TASK MATERIAL:
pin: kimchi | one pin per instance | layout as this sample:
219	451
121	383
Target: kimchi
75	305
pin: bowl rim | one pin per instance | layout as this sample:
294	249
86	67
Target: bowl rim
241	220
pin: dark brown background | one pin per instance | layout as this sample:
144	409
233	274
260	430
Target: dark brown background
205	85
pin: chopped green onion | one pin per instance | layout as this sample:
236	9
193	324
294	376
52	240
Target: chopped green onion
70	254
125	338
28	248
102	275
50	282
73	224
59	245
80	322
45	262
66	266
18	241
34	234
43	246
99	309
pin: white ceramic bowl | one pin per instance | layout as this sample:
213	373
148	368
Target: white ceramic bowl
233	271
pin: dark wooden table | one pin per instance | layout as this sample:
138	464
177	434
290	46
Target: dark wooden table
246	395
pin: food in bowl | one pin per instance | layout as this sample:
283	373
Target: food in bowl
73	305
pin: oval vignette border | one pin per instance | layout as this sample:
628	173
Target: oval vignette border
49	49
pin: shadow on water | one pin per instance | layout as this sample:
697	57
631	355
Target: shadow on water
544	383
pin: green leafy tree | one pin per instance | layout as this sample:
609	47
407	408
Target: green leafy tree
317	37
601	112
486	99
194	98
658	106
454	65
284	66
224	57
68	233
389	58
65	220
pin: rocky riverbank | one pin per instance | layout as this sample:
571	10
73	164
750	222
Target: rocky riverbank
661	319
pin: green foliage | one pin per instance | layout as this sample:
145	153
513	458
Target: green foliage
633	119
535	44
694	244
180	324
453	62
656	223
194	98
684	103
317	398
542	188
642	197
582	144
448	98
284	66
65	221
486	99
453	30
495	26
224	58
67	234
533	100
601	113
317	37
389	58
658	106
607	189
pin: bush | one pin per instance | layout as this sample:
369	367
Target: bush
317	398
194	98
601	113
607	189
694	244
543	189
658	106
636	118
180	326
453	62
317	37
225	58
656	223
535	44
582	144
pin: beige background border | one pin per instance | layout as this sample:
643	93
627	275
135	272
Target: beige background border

SHORT EXERCISE:
Reproduce each entry word for word.

TASK ANSWER:
pin: kimchi | one pin per instance | layout as this sample:
219	451
121	383
Target: kimchi
75	305
pin: bowl rim | one pin per instance | layout as this sample:
294	249
86	67
Target: bowl rim
241	220
pin: dark brown background | one pin per instance | layout as this sample:
144	409
233	274
260	430
Target: dark brown background
205	85
pin: chopped green onion | one pin per instance | layout as this sample:
236	9
193	324
294	376
52	240
Target: chopped green onion
70	254
125	338
28	248
102	275
50	282
73	224
59	245
80	322
45	262
66	266
18	241
34	234
43	246
99	309
pin: white ceramic bowl | one pin per instance | layout as this sample:
213	373
148	368
Target: white ceramic bowl
233	271
pin: dark wooden table | one pin per instance | layout as this sample:
138	464
177	434
290	46
Target: dark wooden table
246	395
pin: food in bowl | one pin per instance | layout as this sample:
283	373
Target: food in bowl
73	305
pin: oval vignette border | one pin per instance | layout as this sample:
628	173
Target: oval vignette border
49	49
pin: shadow on water | one pin per instance | layout as this sample:
697	57
631	355
Target: shadow on water
544	383
pin: green leafy tree | one pin per instance | layout as this sample:
609	47
407	408
Target: green leafy tree
317	37
601	112
486	99
194	98
658	106
454	65
284	66
224	57
68	233
389	58
65	220
pin: rocky riverbank | one pin per instance | layout as this sample:
571	10
73	164
750	222
Target: rocky riverbank
661	319
pin: green foliage | one pin per instance | layout as this sample:
145	153
513	458
Target: green foliage
633	119
535	44
694	244
180	324
453	62
656	223
194	98
684	103
317	398
542	188
642	197
582	144
448	98
284	66
65	221
486	99
453	30
495	26
224	58
67	234
533	100
601	113
317	37
389	58
658	106
607	189
pin: bush | one pin per instance | layout as this sample:
369	367
Target: bush
317	398
194	98
601	113
607	189
694	244
543	189
658	106
636	118
180	326
453	62
317	37
225	58
656	223
535	44
582	144
pin: beige background border | one pin per instance | layout as this sample:
643	93
627	275
135	272
Target: beige background border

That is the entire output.